Work task – The answer must be an exact copy of the lines from the one containing "Target: bench wooden slat" through the last line of the records, with no pictures.

################

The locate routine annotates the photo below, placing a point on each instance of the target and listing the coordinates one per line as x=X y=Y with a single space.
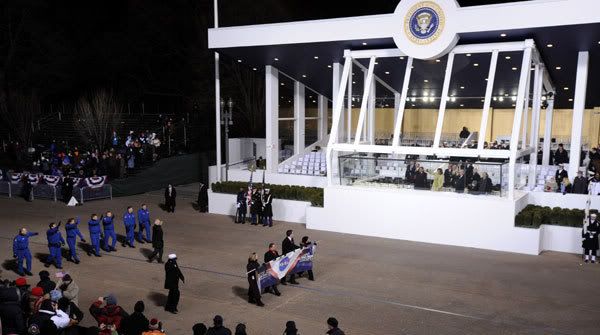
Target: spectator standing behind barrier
x=561 y=156
x=170 y=198
x=580 y=184
x=290 y=328
x=332 y=324
x=218 y=328
x=590 y=238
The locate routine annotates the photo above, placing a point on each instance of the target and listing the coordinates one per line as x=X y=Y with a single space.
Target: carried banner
x=95 y=182
x=51 y=180
x=293 y=262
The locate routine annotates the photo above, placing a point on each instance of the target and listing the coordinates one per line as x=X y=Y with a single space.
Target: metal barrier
x=5 y=188
x=43 y=191
x=88 y=193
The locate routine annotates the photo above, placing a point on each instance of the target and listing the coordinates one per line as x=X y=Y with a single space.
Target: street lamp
x=227 y=120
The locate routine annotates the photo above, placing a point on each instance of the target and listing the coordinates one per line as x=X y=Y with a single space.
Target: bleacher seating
x=311 y=163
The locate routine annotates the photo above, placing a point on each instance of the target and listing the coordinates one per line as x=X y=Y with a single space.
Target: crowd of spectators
x=53 y=308
x=123 y=156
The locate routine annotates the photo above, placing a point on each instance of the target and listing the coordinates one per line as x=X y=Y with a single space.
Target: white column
x=402 y=106
x=272 y=118
x=337 y=111
x=349 y=110
x=299 y=117
x=322 y=126
x=337 y=73
x=364 y=102
x=578 y=109
x=514 y=139
x=526 y=112
x=218 y=112
x=547 y=133
x=488 y=100
x=444 y=97
x=535 y=124
x=371 y=109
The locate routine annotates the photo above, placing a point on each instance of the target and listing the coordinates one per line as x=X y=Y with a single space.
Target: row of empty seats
x=311 y=163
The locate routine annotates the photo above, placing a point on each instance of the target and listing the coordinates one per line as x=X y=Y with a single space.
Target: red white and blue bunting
x=34 y=179
x=15 y=178
x=95 y=182
x=51 y=180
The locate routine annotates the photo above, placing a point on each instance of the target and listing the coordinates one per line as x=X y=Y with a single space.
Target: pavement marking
x=335 y=293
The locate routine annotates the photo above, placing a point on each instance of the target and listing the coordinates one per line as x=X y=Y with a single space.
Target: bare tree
x=96 y=116
x=20 y=112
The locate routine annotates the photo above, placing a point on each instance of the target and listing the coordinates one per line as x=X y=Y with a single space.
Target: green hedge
x=300 y=193
x=534 y=216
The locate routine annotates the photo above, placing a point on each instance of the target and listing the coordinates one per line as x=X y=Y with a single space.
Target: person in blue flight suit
x=109 y=231
x=144 y=224
x=21 y=250
x=129 y=221
x=95 y=232
x=72 y=228
x=55 y=242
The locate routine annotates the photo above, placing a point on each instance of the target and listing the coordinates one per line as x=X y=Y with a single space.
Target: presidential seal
x=424 y=22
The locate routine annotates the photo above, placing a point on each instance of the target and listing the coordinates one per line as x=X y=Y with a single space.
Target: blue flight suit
x=72 y=233
x=95 y=232
x=109 y=232
x=144 y=224
x=129 y=221
x=55 y=241
x=21 y=250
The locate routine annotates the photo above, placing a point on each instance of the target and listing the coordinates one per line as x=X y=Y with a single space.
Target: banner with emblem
x=15 y=178
x=34 y=179
x=95 y=182
x=296 y=261
x=51 y=180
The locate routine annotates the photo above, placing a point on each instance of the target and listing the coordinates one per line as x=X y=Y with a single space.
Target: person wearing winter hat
x=55 y=295
x=70 y=289
x=290 y=328
x=172 y=277
x=136 y=323
x=217 y=328
x=155 y=328
x=199 y=329
x=45 y=282
x=332 y=324
x=111 y=315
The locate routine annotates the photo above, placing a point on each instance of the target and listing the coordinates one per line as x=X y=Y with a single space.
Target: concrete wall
x=441 y=218
x=283 y=210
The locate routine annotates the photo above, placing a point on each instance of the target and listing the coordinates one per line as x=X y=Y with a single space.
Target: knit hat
x=21 y=281
x=332 y=322
x=55 y=295
x=37 y=291
x=111 y=299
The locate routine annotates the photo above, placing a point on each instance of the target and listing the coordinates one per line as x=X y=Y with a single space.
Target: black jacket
x=11 y=313
x=172 y=275
x=218 y=331
x=173 y=194
x=47 y=285
x=561 y=157
x=269 y=256
x=288 y=246
x=135 y=324
x=580 y=185
x=157 y=237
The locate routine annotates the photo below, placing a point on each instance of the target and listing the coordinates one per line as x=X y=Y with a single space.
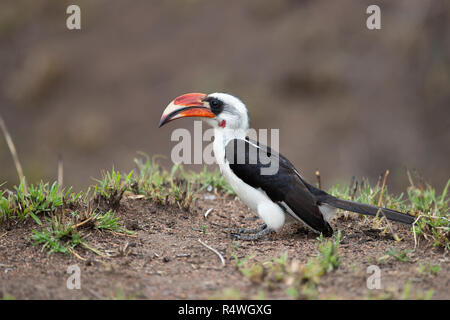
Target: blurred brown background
x=348 y=100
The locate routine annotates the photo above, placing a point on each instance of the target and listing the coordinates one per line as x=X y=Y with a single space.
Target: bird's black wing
x=251 y=162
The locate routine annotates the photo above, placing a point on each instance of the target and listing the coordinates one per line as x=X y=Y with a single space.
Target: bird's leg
x=261 y=227
x=255 y=236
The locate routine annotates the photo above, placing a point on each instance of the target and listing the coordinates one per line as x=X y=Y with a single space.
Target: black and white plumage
x=284 y=193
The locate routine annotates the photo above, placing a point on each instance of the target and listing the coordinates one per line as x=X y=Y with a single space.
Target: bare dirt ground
x=164 y=260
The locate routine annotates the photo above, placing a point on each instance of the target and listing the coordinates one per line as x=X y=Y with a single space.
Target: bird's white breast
x=255 y=199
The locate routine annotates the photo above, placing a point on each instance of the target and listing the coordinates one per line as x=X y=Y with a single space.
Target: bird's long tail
x=368 y=209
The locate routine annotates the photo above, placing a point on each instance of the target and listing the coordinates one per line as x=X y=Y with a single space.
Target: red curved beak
x=187 y=105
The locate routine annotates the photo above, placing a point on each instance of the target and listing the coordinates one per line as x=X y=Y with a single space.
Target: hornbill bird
x=275 y=196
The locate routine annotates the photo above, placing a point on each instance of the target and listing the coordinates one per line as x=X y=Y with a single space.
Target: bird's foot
x=261 y=227
x=249 y=237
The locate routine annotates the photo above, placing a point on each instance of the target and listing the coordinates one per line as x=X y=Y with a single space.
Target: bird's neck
x=221 y=137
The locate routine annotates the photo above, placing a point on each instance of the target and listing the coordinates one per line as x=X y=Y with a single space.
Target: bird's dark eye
x=216 y=105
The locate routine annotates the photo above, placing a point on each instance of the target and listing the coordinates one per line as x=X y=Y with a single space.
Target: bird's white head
x=220 y=110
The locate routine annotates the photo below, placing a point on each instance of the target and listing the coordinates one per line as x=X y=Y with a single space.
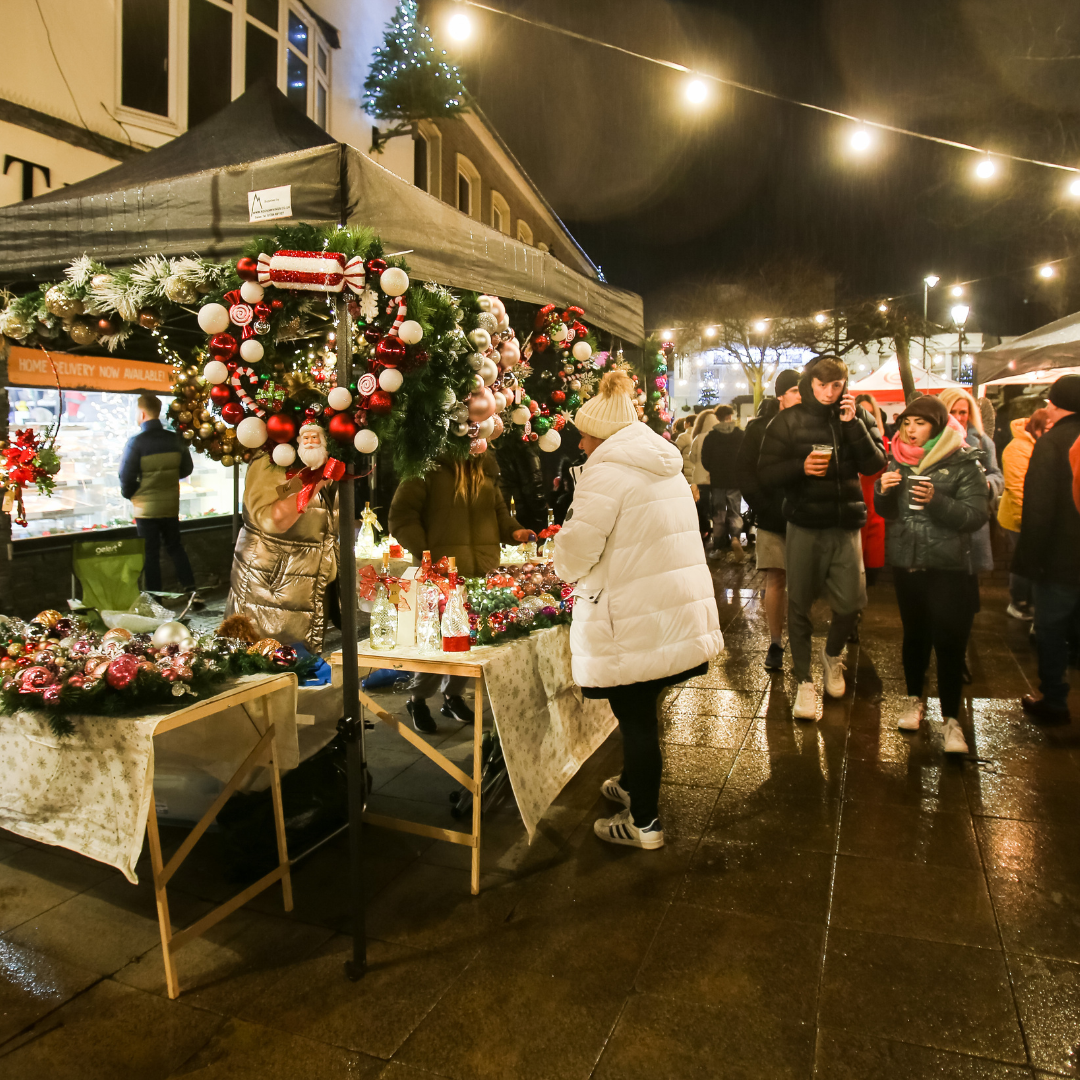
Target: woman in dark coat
x=933 y=497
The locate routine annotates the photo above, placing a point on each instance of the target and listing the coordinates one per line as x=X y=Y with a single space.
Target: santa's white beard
x=313 y=457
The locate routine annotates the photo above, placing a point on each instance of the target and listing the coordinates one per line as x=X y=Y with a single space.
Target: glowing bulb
x=696 y=92
x=861 y=139
x=459 y=27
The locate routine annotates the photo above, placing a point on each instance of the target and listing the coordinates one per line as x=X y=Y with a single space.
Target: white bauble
x=213 y=319
x=339 y=399
x=215 y=373
x=284 y=455
x=252 y=350
x=366 y=441
x=410 y=332
x=481 y=339
x=251 y=432
x=550 y=441
x=488 y=372
x=394 y=281
x=391 y=379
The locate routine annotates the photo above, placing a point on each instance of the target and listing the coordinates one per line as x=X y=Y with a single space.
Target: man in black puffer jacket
x=814 y=453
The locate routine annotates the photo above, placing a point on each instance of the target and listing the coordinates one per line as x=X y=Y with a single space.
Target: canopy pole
x=351 y=724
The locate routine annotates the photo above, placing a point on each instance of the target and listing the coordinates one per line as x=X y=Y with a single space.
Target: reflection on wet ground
x=835 y=900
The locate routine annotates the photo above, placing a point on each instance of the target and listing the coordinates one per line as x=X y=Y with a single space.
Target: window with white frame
x=500 y=213
x=183 y=61
x=468 y=187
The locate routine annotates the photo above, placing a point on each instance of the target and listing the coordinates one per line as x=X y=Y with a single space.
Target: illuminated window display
x=96 y=427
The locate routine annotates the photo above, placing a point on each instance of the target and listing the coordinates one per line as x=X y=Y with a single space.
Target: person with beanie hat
x=645 y=611
x=1047 y=551
x=768 y=507
x=933 y=497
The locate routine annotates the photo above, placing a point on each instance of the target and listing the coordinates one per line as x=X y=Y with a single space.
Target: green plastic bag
x=109 y=571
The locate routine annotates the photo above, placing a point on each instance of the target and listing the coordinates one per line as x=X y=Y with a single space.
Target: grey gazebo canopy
x=190 y=197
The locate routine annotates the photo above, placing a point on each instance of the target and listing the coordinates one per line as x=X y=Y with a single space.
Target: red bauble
x=121 y=671
x=232 y=413
x=342 y=428
x=390 y=351
x=380 y=403
x=281 y=428
x=223 y=347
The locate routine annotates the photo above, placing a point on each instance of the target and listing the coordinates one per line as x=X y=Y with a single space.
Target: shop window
x=144 y=55
x=500 y=213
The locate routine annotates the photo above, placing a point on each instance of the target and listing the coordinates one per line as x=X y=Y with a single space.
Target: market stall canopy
x=885 y=382
x=190 y=197
x=1055 y=345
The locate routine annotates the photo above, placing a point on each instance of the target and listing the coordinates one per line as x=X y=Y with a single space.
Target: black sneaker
x=422 y=719
x=455 y=707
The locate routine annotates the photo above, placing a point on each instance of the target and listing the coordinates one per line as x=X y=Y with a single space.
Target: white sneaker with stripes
x=621 y=829
x=613 y=791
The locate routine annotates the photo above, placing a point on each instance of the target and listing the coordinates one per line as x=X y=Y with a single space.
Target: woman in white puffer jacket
x=645 y=609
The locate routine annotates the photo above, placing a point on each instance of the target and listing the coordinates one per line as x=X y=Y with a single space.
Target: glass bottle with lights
x=456 y=637
x=383 y=629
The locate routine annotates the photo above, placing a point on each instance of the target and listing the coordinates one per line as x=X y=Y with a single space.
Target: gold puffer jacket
x=280 y=580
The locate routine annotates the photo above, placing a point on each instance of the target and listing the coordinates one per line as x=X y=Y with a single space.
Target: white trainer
x=955 y=743
x=833 y=667
x=806 y=702
x=621 y=829
x=613 y=791
x=912 y=717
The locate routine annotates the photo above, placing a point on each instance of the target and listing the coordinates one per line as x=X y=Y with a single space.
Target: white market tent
x=886 y=387
x=1053 y=346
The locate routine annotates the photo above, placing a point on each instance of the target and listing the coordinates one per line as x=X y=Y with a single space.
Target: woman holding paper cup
x=933 y=497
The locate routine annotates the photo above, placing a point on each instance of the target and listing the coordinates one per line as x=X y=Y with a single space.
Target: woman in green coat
x=456 y=510
x=933 y=497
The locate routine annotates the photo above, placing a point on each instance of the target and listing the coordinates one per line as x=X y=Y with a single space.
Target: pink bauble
x=481 y=405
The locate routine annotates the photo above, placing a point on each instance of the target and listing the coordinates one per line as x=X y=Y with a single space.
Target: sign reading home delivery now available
x=29 y=367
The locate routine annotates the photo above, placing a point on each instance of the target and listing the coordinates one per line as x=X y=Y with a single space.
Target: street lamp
x=928 y=283
x=959 y=313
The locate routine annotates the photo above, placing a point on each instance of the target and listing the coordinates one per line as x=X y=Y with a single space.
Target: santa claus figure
x=286 y=559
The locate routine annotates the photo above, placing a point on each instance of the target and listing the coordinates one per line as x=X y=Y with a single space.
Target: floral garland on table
x=53 y=664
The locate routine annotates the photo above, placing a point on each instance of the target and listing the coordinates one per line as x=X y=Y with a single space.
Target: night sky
x=659 y=192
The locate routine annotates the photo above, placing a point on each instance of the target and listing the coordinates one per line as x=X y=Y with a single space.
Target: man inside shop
x=285 y=559
x=151 y=468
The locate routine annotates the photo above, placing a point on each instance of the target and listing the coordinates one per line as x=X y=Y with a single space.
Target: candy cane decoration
x=402 y=312
x=250 y=403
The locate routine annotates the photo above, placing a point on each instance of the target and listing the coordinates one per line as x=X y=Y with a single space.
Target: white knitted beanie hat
x=610 y=410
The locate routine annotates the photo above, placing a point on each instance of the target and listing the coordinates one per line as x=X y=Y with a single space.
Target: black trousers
x=936 y=608
x=156 y=531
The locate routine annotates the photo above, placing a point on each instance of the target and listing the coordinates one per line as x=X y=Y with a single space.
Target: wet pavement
x=835 y=900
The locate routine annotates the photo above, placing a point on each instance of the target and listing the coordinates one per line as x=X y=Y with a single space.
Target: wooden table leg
x=161 y=898
x=279 y=812
x=477 y=771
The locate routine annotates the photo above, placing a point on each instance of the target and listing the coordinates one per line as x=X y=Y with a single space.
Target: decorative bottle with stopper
x=383 y=630
x=456 y=636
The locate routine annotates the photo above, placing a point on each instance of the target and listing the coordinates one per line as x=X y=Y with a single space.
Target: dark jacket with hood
x=836 y=499
x=937 y=537
x=767 y=503
x=1049 y=548
x=719 y=454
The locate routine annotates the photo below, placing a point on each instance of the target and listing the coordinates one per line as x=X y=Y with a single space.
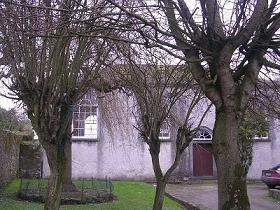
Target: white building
x=106 y=143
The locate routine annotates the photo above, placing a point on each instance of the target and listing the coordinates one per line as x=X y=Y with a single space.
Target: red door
x=202 y=160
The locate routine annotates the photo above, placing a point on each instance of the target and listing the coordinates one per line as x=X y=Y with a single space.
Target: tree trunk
x=161 y=181
x=159 y=197
x=232 y=187
x=56 y=160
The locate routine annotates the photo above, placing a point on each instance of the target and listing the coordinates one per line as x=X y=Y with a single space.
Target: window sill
x=77 y=139
x=261 y=139
x=165 y=140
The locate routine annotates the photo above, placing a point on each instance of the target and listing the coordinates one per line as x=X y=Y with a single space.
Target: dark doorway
x=202 y=160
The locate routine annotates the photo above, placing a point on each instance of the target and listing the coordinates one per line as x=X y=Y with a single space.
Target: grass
x=131 y=196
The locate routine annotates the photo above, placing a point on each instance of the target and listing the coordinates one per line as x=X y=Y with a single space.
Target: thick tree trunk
x=56 y=160
x=161 y=181
x=159 y=197
x=232 y=188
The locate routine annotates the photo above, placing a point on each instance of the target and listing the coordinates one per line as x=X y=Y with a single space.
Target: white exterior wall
x=120 y=154
x=266 y=154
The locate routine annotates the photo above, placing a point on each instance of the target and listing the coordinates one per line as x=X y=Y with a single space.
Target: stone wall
x=30 y=158
x=9 y=156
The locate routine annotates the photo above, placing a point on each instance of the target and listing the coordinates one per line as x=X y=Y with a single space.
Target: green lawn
x=131 y=196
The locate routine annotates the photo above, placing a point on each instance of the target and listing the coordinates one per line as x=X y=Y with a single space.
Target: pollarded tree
x=225 y=45
x=157 y=85
x=50 y=65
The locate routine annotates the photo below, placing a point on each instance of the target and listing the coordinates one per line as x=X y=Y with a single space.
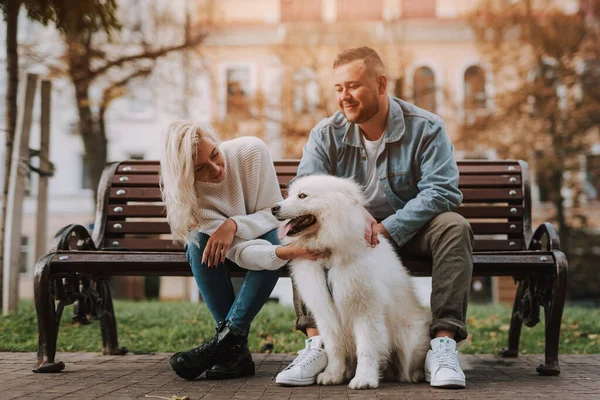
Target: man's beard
x=365 y=114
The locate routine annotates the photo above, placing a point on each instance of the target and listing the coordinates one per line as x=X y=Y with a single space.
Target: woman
x=218 y=198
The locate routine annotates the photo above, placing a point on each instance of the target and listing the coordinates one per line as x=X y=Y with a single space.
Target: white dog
x=366 y=310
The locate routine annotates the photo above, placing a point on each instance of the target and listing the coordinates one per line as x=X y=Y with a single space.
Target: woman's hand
x=371 y=230
x=292 y=251
x=219 y=243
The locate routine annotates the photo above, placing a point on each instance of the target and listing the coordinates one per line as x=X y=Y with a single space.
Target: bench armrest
x=545 y=238
x=73 y=237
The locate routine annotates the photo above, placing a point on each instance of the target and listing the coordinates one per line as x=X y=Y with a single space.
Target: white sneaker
x=441 y=365
x=303 y=371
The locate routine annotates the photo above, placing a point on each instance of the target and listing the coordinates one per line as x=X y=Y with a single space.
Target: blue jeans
x=217 y=290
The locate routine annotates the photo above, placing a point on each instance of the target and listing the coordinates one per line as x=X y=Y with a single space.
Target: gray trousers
x=447 y=240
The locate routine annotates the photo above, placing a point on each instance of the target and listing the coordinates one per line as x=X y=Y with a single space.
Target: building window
x=359 y=10
x=475 y=96
x=399 y=88
x=418 y=8
x=24 y=257
x=593 y=176
x=301 y=10
x=135 y=156
x=85 y=179
x=424 y=89
x=238 y=92
x=306 y=91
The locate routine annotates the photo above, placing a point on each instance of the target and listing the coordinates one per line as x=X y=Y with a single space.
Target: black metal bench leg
x=553 y=309
x=48 y=318
x=108 y=322
x=514 y=333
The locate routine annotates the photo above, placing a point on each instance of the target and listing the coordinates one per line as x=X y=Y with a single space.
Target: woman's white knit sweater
x=246 y=195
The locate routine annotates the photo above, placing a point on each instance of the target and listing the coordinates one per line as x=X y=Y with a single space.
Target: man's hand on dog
x=371 y=230
x=292 y=251
x=219 y=243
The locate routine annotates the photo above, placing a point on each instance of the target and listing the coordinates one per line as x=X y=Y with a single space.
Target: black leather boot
x=192 y=363
x=238 y=364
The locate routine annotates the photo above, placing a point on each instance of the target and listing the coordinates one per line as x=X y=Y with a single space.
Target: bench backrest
x=131 y=216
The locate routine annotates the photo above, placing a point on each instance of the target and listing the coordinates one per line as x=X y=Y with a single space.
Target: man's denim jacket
x=416 y=167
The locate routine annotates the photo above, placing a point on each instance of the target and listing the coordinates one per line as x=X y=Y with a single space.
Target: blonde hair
x=178 y=187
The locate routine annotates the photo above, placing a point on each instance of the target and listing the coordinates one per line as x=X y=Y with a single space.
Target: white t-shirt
x=377 y=203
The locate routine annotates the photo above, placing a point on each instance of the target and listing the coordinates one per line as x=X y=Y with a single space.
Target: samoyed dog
x=366 y=310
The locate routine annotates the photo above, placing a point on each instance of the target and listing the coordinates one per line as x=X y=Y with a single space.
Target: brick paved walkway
x=92 y=376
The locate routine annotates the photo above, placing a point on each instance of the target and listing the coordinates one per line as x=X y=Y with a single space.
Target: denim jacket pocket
x=403 y=185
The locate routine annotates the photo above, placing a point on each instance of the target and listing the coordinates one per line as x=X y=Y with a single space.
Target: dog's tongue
x=283 y=231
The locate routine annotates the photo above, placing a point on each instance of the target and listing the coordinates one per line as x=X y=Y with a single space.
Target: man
x=404 y=158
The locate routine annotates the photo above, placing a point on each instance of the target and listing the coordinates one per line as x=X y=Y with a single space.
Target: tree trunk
x=12 y=73
x=94 y=138
x=561 y=220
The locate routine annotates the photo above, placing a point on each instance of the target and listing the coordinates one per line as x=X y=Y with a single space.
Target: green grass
x=146 y=327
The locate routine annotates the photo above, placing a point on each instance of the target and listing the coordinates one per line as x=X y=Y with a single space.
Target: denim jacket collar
x=395 y=126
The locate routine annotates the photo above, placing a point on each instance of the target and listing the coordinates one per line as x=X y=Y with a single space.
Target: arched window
x=306 y=91
x=475 y=96
x=424 y=89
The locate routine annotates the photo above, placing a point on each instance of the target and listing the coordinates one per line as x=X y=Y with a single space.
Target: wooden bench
x=131 y=237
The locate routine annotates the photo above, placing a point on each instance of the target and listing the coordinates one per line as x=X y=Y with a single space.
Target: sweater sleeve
x=261 y=221
x=257 y=254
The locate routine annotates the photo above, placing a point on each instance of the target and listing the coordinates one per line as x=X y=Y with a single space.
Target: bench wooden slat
x=162 y=245
x=470 y=195
x=155 y=227
x=467 y=211
x=492 y=195
x=176 y=264
x=490 y=228
x=481 y=212
x=135 y=194
x=159 y=245
x=468 y=166
x=125 y=168
x=139 y=211
x=138 y=227
x=466 y=181
x=497 y=245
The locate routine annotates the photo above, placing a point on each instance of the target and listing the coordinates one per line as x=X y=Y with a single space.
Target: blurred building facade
x=264 y=69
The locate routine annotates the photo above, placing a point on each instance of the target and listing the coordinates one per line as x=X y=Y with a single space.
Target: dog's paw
x=364 y=382
x=418 y=375
x=330 y=378
x=348 y=374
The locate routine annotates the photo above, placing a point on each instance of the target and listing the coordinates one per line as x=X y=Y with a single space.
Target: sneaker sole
x=295 y=382
x=449 y=384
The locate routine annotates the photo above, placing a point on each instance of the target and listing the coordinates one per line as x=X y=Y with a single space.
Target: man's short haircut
x=372 y=60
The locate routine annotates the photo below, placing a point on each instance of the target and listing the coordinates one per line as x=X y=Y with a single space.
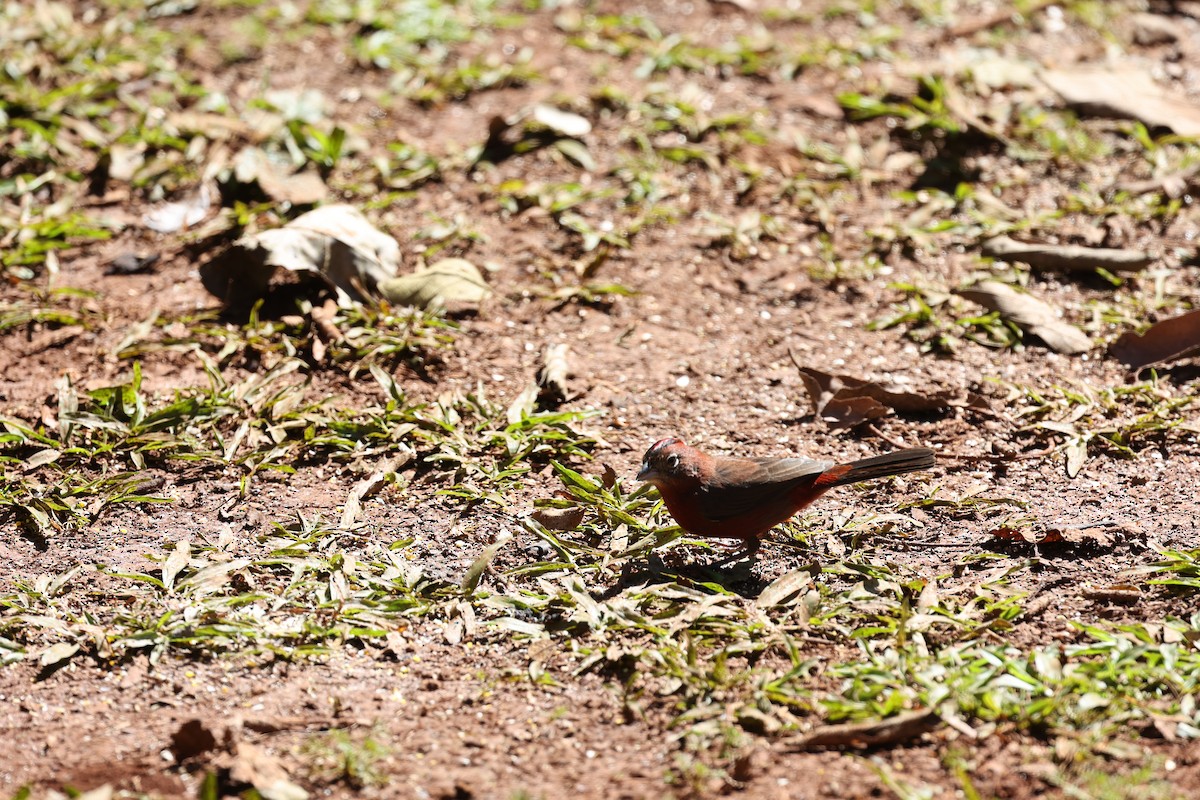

################

Answer below –
Target: bench wooden slat
x=162 y=245
x=470 y=195
x=155 y=227
x=467 y=211
x=492 y=195
x=176 y=264
x=490 y=228
x=481 y=212
x=135 y=194
x=159 y=245
x=468 y=166
x=125 y=168
x=139 y=211
x=138 y=227
x=466 y=181
x=497 y=245
The locate routine annotates the photo above, placing a point on each instance of the target and listing the coordinates one per line as x=X y=Y with a single space.
Target: blurred building facade
x=264 y=69
The locate routine annotates the photo above, placing a point on each instance of the target and listing the coordinates one per line as x=X y=Y with a single space.
Target: dog's paw
x=364 y=382
x=418 y=375
x=330 y=378
x=348 y=374
The locate routine annotates the photo above, placing a point on each instance of the target and listing the coordinates one per line as x=X y=Y with a single space.
Target: sneaker sole
x=295 y=382
x=449 y=384
The locate routine annotates the photo above, placing a point on each instance of the target and listing the coordinates one per line as x=X y=Y with a single space.
Target: man's short haircut
x=372 y=60
The locate routine annotates the photo below, placing a point on each instance of the target and listing the coordinates one per line as x=X y=Y with a single space.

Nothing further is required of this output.